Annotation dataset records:
--------

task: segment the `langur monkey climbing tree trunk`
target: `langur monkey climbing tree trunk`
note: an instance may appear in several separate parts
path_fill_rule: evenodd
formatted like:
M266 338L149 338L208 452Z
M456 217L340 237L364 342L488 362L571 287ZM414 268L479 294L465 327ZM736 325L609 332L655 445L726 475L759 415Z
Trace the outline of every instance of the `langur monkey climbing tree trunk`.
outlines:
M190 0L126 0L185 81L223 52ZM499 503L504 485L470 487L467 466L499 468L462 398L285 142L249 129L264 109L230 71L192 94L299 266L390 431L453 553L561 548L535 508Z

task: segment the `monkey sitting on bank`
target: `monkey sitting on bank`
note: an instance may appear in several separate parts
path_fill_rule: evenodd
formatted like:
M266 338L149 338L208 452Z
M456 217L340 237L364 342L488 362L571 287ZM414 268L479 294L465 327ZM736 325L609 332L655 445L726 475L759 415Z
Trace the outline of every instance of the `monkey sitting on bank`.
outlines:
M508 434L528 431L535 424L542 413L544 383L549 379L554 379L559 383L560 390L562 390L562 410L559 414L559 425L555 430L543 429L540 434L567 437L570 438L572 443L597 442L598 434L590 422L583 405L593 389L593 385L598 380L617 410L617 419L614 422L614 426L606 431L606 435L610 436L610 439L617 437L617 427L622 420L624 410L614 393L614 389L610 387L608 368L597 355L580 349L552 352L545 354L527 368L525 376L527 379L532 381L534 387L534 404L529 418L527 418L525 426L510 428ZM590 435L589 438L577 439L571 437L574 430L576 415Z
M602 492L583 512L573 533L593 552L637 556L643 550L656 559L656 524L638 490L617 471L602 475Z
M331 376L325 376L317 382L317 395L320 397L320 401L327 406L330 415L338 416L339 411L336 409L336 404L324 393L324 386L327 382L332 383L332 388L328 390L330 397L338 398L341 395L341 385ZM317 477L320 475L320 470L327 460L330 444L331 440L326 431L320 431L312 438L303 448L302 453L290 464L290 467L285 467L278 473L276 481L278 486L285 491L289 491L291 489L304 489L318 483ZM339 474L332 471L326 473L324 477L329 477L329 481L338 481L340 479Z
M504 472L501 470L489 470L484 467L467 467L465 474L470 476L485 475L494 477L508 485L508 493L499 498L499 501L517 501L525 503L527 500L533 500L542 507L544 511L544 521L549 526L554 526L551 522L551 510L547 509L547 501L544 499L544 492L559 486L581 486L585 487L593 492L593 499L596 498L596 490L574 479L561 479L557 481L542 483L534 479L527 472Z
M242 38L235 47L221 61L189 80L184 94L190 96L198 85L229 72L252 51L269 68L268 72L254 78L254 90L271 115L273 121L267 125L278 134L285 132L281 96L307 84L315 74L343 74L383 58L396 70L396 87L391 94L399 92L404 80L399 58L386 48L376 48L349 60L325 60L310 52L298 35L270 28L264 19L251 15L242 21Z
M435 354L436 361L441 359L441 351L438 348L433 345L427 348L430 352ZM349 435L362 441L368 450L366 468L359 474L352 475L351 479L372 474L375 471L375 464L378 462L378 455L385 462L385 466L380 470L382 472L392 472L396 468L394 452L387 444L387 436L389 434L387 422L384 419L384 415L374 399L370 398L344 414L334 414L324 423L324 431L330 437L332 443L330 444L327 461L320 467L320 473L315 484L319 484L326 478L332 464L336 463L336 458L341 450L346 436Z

--------

Output every line of the records above with no changes.

FULL RESPONSE:
task: segment the `langur monkey climbing tree trunk`
target: `langur monkey climbing tree trunk`
note: an instance may appear in several separate parts
path_fill_rule: evenodd
formatted like:
M266 338L149 338L208 452Z
M456 217L340 237L364 342L488 362L571 287ZM414 268L479 294L465 327ZM736 325L609 332L655 445L726 475L759 415Z
Trace the outline of every instance of the `langur monkey climbing tree trunk`.
outlines:
M190 0L126 0L185 81L223 52ZM499 503L504 485L470 487L467 466L499 468L462 398L285 142L249 129L264 109L230 71L192 94L299 266L390 431L453 553L561 548L535 508Z

task: segment the `monkey sitting on bank`
target: `monkey sitting on bank`
note: an instance may appear in several separate parts
path_fill_rule: evenodd
formatted like:
M266 338L149 338L208 452Z
M456 217L340 237L364 342L488 362L571 287ZM414 268L479 294L465 327ZM736 325L609 332L655 445L726 475L759 415Z
Trace the outline of every instance of the `monkey sitting on bank`.
outlines:
M508 434L528 431L535 424L542 413L544 383L549 379L554 379L559 383L560 390L562 390L562 410L559 414L559 425L555 430L543 429L540 434L567 437L570 438L572 443L597 442L598 434L590 422L583 405L593 389L593 385L598 380L617 410L617 419L614 422L614 426L606 431L606 435L610 436L610 439L617 437L617 427L622 420L624 410L614 393L614 389L610 387L608 368L597 355L580 349L552 352L545 354L527 368L525 376L527 379L532 381L534 387L534 404L529 418L527 418L525 426L510 428ZM590 435L589 438L577 439L571 437L574 430L576 415Z
M602 492L583 512L573 533L593 552L637 556L643 550L656 559L656 524L638 490L617 471L602 475Z
M331 376L325 376L317 382L317 395L320 397L320 401L327 406L330 415L338 416L339 411L336 409L336 404L324 393L324 386L327 382L332 383L332 388L328 390L330 397L338 398L341 395L341 385ZM317 477L320 475L320 470L327 460L330 444L331 440L326 431L320 431L312 438L303 448L302 453L290 464L290 467L285 467L278 473L276 481L278 486L285 491L289 491L291 489L304 489L318 483ZM339 474L332 471L326 473L324 477L329 477L329 481L338 481L340 479Z
M504 472L501 470L489 470L484 467L467 467L465 474L470 476L485 475L494 477L508 485L508 493L499 498L499 501L517 501L525 503L527 500L533 500L542 507L544 511L544 521L549 526L554 526L551 522L551 510L547 509L547 501L544 499L544 492L559 486L581 486L585 487L593 492L593 499L596 498L596 490L574 479L561 479L557 481L542 483L534 479L527 472Z
M242 38L235 47L221 61L189 80L184 94L190 96L198 85L229 72L252 51L269 68L268 72L254 78L254 90L271 115L273 121L267 125L278 134L285 132L281 96L307 84L315 74L343 74L383 58L396 70L396 87L391 94L399 92L404 80L399 58L386 48L376 48L349 60L325 60L310 52L298 35L270 28L264 19L251 15L242 21Z
M435 354L436 361L441 359L441 351L438 348L433 345L427 348L430 352ZM349 435L362 441L368 450L366 468L359 474L352 475L351 479L372 474L375 471L375 464L378 462L378 455L385 462L385 466L380 470L382 472L392 472L396 468L394 452L387 444L387 436L389 434L387 422L384 419L384 415L374 399L370 398L344 414L334 414L324 423L324 431L330 437L332 443L330 444L327 461L320 467L320 473L315 484L319 484L326 478L332 464L336 463L336 458L341 450L346 436Z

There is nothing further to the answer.